DATA FOR THE TASK
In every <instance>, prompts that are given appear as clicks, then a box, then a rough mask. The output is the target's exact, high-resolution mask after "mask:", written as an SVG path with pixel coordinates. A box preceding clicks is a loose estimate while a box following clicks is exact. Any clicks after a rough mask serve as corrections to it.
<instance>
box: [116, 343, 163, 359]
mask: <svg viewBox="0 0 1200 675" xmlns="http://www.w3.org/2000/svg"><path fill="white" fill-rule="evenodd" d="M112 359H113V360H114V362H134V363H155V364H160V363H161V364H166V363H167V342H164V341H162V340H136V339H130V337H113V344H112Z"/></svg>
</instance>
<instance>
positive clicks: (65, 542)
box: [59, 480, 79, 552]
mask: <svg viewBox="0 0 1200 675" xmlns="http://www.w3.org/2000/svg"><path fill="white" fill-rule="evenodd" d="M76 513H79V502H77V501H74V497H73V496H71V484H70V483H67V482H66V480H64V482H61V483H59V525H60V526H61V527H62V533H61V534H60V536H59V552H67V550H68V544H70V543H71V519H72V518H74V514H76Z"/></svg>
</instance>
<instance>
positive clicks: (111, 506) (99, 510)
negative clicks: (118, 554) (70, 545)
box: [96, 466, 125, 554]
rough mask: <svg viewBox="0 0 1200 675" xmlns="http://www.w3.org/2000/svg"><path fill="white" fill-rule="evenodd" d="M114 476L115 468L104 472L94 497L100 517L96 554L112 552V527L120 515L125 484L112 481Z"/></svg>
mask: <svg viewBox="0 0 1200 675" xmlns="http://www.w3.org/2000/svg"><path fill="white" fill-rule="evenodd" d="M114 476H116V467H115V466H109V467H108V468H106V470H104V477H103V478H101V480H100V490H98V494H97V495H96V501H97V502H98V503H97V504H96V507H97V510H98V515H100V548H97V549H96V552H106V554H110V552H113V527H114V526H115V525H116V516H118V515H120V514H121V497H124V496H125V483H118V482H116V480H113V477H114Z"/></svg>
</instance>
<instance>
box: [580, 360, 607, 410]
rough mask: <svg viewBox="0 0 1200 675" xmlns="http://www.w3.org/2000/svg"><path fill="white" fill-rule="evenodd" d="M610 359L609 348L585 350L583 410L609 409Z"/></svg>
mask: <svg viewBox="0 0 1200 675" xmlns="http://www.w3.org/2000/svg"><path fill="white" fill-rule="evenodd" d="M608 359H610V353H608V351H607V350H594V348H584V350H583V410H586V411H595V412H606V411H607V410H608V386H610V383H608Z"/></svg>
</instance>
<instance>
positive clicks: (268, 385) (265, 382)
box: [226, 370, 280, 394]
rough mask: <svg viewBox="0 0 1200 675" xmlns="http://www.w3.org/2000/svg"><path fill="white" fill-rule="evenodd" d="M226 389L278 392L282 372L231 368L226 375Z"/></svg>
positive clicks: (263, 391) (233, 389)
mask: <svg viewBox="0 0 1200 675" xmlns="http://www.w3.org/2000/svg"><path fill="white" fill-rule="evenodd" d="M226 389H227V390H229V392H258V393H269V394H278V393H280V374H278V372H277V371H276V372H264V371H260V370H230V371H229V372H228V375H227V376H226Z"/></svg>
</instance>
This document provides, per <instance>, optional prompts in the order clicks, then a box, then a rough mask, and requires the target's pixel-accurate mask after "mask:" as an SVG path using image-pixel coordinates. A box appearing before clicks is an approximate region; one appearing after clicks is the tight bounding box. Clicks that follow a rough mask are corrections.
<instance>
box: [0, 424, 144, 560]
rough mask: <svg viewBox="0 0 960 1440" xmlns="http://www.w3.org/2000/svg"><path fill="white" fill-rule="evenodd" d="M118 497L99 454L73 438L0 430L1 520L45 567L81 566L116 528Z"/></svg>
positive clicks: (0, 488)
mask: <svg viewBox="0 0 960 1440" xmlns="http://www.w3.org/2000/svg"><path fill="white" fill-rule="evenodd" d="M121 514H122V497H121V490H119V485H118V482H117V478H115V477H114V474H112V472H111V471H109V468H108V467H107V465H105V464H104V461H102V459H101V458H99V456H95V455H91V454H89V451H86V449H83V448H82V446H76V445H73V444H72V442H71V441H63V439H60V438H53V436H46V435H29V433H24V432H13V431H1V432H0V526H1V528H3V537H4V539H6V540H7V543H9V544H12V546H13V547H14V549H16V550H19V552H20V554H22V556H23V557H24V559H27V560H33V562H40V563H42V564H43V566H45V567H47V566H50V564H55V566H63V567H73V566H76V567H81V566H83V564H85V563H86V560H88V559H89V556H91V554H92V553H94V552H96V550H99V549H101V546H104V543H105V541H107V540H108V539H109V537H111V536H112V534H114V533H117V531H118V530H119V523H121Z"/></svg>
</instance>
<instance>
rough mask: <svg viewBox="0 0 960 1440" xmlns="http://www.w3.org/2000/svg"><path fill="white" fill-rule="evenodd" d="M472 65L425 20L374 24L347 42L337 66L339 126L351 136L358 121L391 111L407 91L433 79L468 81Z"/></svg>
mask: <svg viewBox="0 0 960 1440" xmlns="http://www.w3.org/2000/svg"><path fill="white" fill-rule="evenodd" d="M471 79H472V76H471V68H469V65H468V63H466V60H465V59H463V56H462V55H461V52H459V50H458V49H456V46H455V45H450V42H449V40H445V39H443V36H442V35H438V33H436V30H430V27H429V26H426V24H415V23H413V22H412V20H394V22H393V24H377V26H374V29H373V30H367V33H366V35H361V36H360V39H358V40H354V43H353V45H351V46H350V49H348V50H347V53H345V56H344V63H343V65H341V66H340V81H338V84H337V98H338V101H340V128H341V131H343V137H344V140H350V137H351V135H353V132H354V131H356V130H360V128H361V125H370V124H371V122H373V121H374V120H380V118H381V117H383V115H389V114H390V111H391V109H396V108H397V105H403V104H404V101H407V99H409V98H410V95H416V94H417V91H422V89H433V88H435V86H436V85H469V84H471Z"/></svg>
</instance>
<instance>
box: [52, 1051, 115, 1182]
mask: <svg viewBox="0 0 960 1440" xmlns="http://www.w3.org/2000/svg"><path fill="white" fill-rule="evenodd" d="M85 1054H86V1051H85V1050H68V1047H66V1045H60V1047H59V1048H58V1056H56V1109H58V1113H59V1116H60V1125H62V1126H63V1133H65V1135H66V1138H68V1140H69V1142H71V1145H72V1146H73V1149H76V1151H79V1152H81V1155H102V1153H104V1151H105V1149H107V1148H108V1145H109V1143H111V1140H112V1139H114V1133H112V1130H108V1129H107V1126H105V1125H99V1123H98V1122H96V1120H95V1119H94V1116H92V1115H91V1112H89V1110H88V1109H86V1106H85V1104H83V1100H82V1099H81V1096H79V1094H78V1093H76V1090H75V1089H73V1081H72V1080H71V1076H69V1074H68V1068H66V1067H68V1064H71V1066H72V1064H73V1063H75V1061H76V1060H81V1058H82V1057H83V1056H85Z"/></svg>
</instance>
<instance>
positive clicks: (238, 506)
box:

DIRECTIVE
Turn every item above into a Markdown table with the columns "Row" and "Item line," one line per row, numbered in order and with blank lines left out.

WRITTEN ANSWER
| Row | Item line |
|---|---|
| 1 | In every <instance>, prompts that are given appear as clicks, then a box, then a rough mask. The output is the target's exact, high-resolution mask after "mask:", written as an SVG path with pixel coordinates. A box preceding clicks is a loose estimate while a box following clicks is exact. Any clicks after a rough mask serve as corrections to it. |
| 2 | <instance> |
| 3 | box: [116, 343, 163, 359] |
| 4 | mask: <svg viewBox="0 0 1200 675" xmlns="http://www.w3.org/2000/svg"><path fill="white" fill-rule="evenodd" d="M112 359H113V360H114V362H134V363H155V364H160V363H161V364H166V363H167V342H164V341H162V340H136V339H130V337H113V344H112Z"/></svg> |
| 5 | </instance> |
| 6 | <instance> |
| 7 | positive clicks: (65, 542) |
| 8 | box: [59, 480, 79, 552] |
| 9 | mask: <svg viewBox="0 0 1200 675" xmlns="http://www.w3.org/2000/svg"><path fill="white" fill-rule="evenodd" d="M76 513H79V502H77V501H74V497H73V496H71V484H70V483H67V482H66V480H64V482H61V483H59V525H60V526H61V527H62V533H61V534H60V536H59V552H67V550H68V544H70V543H71V519H72V518H74V514H76Z"/></svg> |
| 10 | </instance> |
| 11 | <instance> |
| 12 | positive clicks: (111, 506) (99, 510) |
| 13 | negative clicks: (118, 554) (70, 545) |
| 14 | box: [96, 466, 125, 554] |
| 15 | rough mask: <svg viewBox="0 0 1200 675" xmlns="http://www.w3.org/2000/svg"><path fill="white" fill-rule="evenodd" d="M114 476L115 468L104 472L94 497L100 517L96 554L112 552V527L120 515L125 484L112 481Z"/></svg> |
| 16 | mask: <svg viewBox="0 0 1200 675" xmlns="http://www.w3.org/2000/svg"><path fill="white" fill-rule="evenodd" d="M114 476H116V467H115V466H109V467H108V468H106V470H104V477H103V478H101V480H100V490H98V494H97V495H96V501H97V502H98V503H97V504H96V507H97V510H98V515H100V548H97V549H96V552H106V554H110V552H113V527H114V526H115V525H116V516H118V515H120V514H121V497H124V496H125V483H118V482H116V480H113V477H114Z"/></svg> |
| 17 | </instance> |
| 18 | <instance> |
| 19 | box: [580, 360, 607, 410] |
| 20 | rough mask: <svg viewBox="0 0 1200 675" xmlns="http://www.w3.org/2000/svg"><path fill="white" fill-rule="evenodd" d="M610 359L609 348L585 350L583 410L609 409Z"/></svg> |
| 21 | mask: <svg viewBox="0 0 1200 675" xmlns="http://www.w3.org/2000/svg"><path fill="white" fill-rule="evenodd" d="M608 359H610V353H608V351H607V350H594V348H584V350H583V410H586V411H595V412H606V411H607V410H608V386H610V383H608Z"/></svg> |
| 22 | </instance> |
| 23 | <instance> |
| 24 | positive clicks: (268, 385) (265, 382) |
| 25 | box: [226, 370, 280, 394] |
| 26 | rough mask: <svg viewBox="0 0 1200 675" xmlns="http://www.w3.org/2000/svg"><path fill="white" fill-rule="evenodd" d="M226 389L278 392L282 372L231 368L226 375Z"/></svg> |
| 27 | positive clicks: (263, 391) (233, 389) |
| 28 | mask: <svg viewBox="0 0 1200 675" xmlns="http://www.w3.org/2000/svg"><path fill="white" fill-rule="evenodd" d="M226 389H227V390H229V392H258V393H269V394H278V393H280V374H278V372H277V371H276V372H264V371H260V370H230V371H229V372H228V375H227V376H226Z"/></svg> |
| 29 | </instance> |
| 30 | This document provides, per <instance>, optional prompts in the order clicks, then a box, then a rough mask, and requires the target's pixel-accurate mask after "mask:" as an SVG path using image-pixel coordinates. A box appearing before clicks is an approximate region; one appearing after clicks is the tight bounding box. Clicks that follow a rough mask are corrections. |
| 31 | <instance> |
| 32 | box: [0, 424, 144, 560] |
| 33 | rough mask: <svg viewBox="0 0 960 1440" xmlns="http://www.w3.org/2000/svg"><path fill="white" fill-rule="evenodd" d="M118 497L99 454L73 438L0 430L1 520L45 567L81 566L116 528Z"/></svg> |
| 34 | positive clicks: (0, 488) |
| 35 | mask: <svg viewBox="0 0 960 1440" xmlns="http://www.w3.org/2000/svg"><path fill="white" fill-rule="evenodd" d="M121 514H122V497H121V490H119V485H118V482H117V478H115V477H114V474H112V472H111V471H109V468H108V467H107V465H105V464H104V461H102V459H101V458H99V456H95V455H91V454H89V451H86V449H83V448H82V446H76V445H73V444H72V442H71V441H63V439H60V438H53V436H46V435H29V433H24V432H13V431H1V432H0V526H1V528H3V537H4V539H6V540H7V543H9V544H12V546H13V547H14V549H16V550H19V552H20V554H22V556H23V557H24V559H27V560H33V562H40V563H42V564H43V566H45V567H47V566H50V564H55V566H63V567H73V566H76V567H81V566H83V564H85V563H86V560H88V559H89V556H91V554H92V553H94V552H96V550H99V549H101V546H104V543H105V541H107V540H108V539H109V537H111V536H112V534H114V533H117V531H118V530H119V523H121Z"/></svg> |
| 36 | </instance> |
| 37 | <instance> |
| 38 | rough mask: <svg viewBox="0 0 960 1440" xmlns="http://www.w3.org/2000/svg"><path fill="white" fill-rule="evenodd" d="M472 65L425 20L374 24L347 42L337 66L339 126L351 136L358 121L391 111L407 91L433 79L468 81Z"/></svg> |
| 39 | mask: <svg viewBox="0 0 960 1440" xmlns="http://www.w3.org/2000/svg"><path fill="white" fill-rule="evenodd" d="M471 79H472V76H471V68H469V65H468V63H466V60H465V59H463V56H462V55H461V52H459V50H458V49H456V46H455V45H450V42H449V40H445V39H443V36H442V35H438V33H436V30H430V27H429V26H426V24H415V23H413V22H412V20H394V22H393V24H377V26H374V29H373V30H367V33H366V35H361V36H360V39H358V40H354V43H353V45H351V46H350V49H348V50H347V53H345V56H344V63H343V65H341V66H340V81H338V84H337V98H338V101H340V128H341V131H343V137H344V140H350V137H351V135H353V132H354V131H356V130H360V128H361V125H370V124H371V122H373V121H374V120H380V118H381V117H383V115H389V114H390V111H391V109H396V108H397V105H403V104H404V101H407V99H409V98H410V95H416V94H417V91H422V89H433V88H435V86H436V85H469V84H471Z"/></svg> |
| 40 | </instance> |
| 41 | <instance> |
| 42 | box: [52, 1051, 115, 1182] |
| 43 | mask: <svg viewBox="0 0 960 1440" xmlns="http://www.w3.org/2000/svg"><path fill="white" fill-rule="evenodd" d="M85 1054H86V1051H85V1050H68V1047H66V1045H60V1047H59V1048H58V1056H56V1109H58V1113H59V1116H60V1125H62V1126H63V1133H65V1135H66V1138H68V1140H69V1142H71V1145H72V1146H73V1149H76V1151H79V1152H81V1155H102V1153H104V1151H105V1149H107V1148H108V1145H109V1143H111V1140H112V1139H114V1133H112V1130H108V1129H107V1126H105V1125H99V1123H98V1122H96V1120H95V1119H94V1116H92V1115H91V1112H89V1110H88V1109H86V1106H85V1104H83V1100H82V1099H81V1096H79V1094H78V1093H76V1090H75V1089H73V1081H72V1080H71V1076H69V1074H68V1068H66V1067H68V1064H71V1066H72V1064H73V1063H75V1061H76V1060H81V1058H82V1057H83V1056H85Z"/></svg> |
| 44 | </instance> |
| 45 | <instance> |
| 46 | positive clicks: (238, 506) |
| 47 | box: |